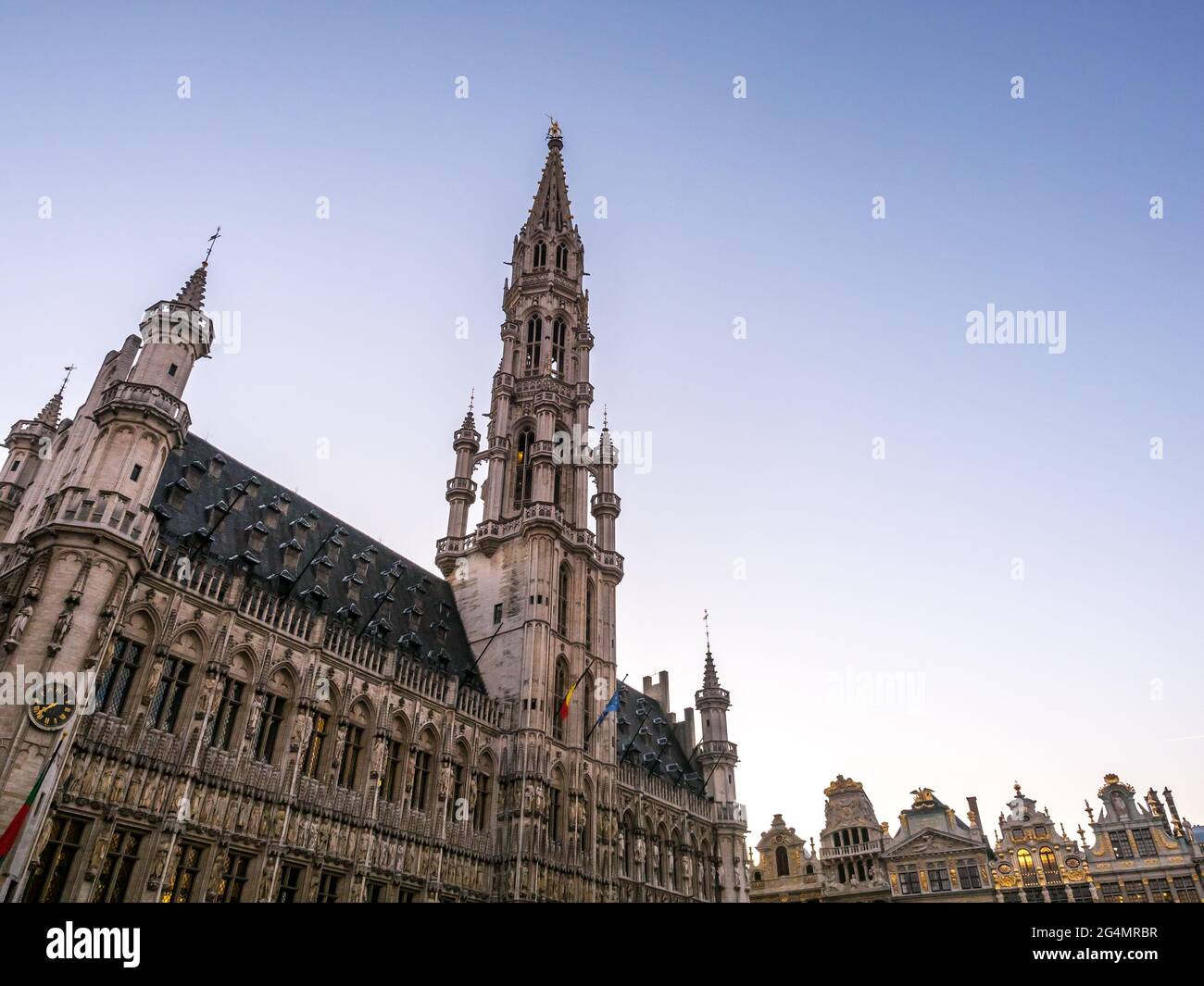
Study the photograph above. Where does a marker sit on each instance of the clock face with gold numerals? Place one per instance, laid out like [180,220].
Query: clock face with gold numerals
[52,716]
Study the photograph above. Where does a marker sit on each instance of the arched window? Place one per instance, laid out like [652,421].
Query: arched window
[561,688]
[169,697]
[424,760]
[113,682]
[557,808]
[589,616]
[318,728]
[672,860]
[564,590]
[225,713]
[558,336]
[661,857]
[522,468]
[484,791]
[458,784]
[268,730]
[394,780]
[782,861]
[533,360]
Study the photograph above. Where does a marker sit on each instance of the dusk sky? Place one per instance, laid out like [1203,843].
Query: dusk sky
[832,577]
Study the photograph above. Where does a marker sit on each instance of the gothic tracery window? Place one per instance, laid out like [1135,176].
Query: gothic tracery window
[317,742]
[533,359]
[522,474]
[558,337]
[589,616]
[561,689]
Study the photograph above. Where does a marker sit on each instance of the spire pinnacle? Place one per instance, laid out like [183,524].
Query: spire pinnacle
[709,676]
[49,414]
[550,208]
[193,293]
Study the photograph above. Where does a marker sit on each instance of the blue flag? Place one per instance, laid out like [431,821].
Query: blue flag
[612,705]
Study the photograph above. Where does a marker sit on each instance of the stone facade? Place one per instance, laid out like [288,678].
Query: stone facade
[1143,853]
[288,712]
[1140,854]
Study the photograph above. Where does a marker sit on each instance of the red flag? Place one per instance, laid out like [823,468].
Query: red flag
[10,834]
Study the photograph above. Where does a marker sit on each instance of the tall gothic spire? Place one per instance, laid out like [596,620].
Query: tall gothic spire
[49,414]
[193,293]
[709,676]
[550,208]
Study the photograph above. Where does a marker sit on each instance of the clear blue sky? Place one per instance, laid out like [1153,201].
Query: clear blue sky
[719,208]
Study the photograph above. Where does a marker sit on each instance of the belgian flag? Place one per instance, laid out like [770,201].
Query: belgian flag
[8,840]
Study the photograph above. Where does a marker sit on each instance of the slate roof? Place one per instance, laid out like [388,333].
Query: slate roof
[302,524]
[642,724]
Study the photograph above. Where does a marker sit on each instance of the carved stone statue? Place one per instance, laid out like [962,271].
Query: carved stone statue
[104,625]
[97,853]
[220,865]
[61,628]
[301,730]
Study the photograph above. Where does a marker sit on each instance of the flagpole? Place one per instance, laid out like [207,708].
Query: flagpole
[22,841]
[605,712]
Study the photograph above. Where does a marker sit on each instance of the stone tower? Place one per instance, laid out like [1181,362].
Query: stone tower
[717,758]
[84,529]
[29,443]
[533,583]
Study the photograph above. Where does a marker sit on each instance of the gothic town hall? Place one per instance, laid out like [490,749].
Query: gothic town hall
[284,710]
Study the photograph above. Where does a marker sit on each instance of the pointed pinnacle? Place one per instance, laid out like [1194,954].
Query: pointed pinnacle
[49,414]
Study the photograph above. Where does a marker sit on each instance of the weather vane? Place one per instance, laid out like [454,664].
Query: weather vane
[213,240]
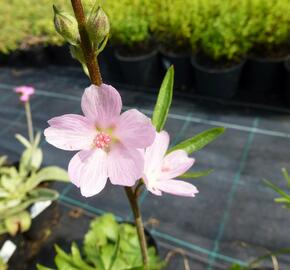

________

* Required work *
Copy out every row above word for word, and leave the pictures out.

* Exercise output *
Study the photograph above. Where does a marker sit on each instance of the clock face with gold numerals? Place one per instance, laid out like [180,220].
Query: clock face with gold numerals
[52,716]
Study the photograph above. Where does a marker sit on each instance of the arched window? Place one per instance, laid out like [652,421].
Query: arched window
[561,688]
[169,697]
[424,760]
[113,682]
[557,808]
[589,616]
[318,728]
[672,860]
[564,590]
[225,713]
[558,336]
[661,857]
[522,468]
[484,791]
[458,784]
[268,730]
[394,780]
[782,861]
[533,360]
Study the photograph above. Where does a marker sit on each instance of the dusk sky? Place one per instance, laid out like [1203,843].
Query: dusk sky
[832,577]
Study the photograph above. Where does a marker sit on each instance of the gothic tracery window? Place one per instance, laid out like [1135,176].
Query: gothic tracery window
[317,742]
[533,359]
[522,474]
[558,337]
[589,616]
[561,689]
Study the photograph above. Where does a marker sit on each instance of the spire pinnacle? Place one per instance, laid out like [183,524].
Query: spire pinnacle
[709,676]
[49,414]
[550,208]
[193,293]
Study the photograph above. Where does a marker sit on each instance of the blue flag? Place one per instance, laid out like [431,821].
Query: blue flag
[612,705]
Study the photograph above. Where does a marker sit on each instance of the stone facade? Place one per instance, laid out like [288,678].
Query: stone facade
[1143,853]
[288,712]
[1140,854]
Study the photograph above. Where does a marker sit on each instance of the red flag? Place one per instance, laid out like [823,468].
Query: red flag
[10,834]
Study the photograph above. Where does a marker sit on each instance of the tall gothic spire? Place one per instance, laid out like [596,620].
Query: tall gothic spire
[49,414]
[193,293]
[709,676]
[550,208]
Study the photograph above. Where does a marker sit on each instance of the clear blue sky? Place one per instance, laid out like [1153,201].
Query: clear blue sky
[719,208]
Study the photograph above. Where does a marker sit on each instance of the belgian flag? Place one per instance, laid out like [770,201].
Query: belgian flag
[8,840]
Study the photograph above. Where does a marker sit on each instance of the slate roof? Place one per instance, laid out like [388,333].
Query: slate roof
[302,524]
[642,724]
Study the photograph above. Where does a marker sit on each instance of the carved stone statue? Place one per instance, laid out like [962,271].
Query: carved stone statue
[104,625]
[97,853]
[220,865]
[61,628]
[301,730]
Study the photograph above. Where does a marker sit on each instance of the flagpole? Place one per instance, laid out like [207,708].
Query: flagpole
[22,841]
[605,712]
Study the photograph above. Where does a marker sit on each instance of the stone tower? Place one per instance, laid out like [1181,362].
Query: stone tower
[717,758]
[84,529]
[29,443]
[533,583]
Study the photograph above. Where does a marker sit on each instance of the gothic town hall? Place one per instance, laid out like [490,749].
Query: gothic town hall
[284,710]
Study the photograph above. Where does a marker sit on each instance of the pointed pinnacle? Place one per instance, laid out like [1194,954].
Query: pointed pinnacle
[49,414]
Study the photograph above. Where does a marker sit on each instance of the weather vane? Place one per instance, laid out like [454,664].
Query: weather vane
[213,240]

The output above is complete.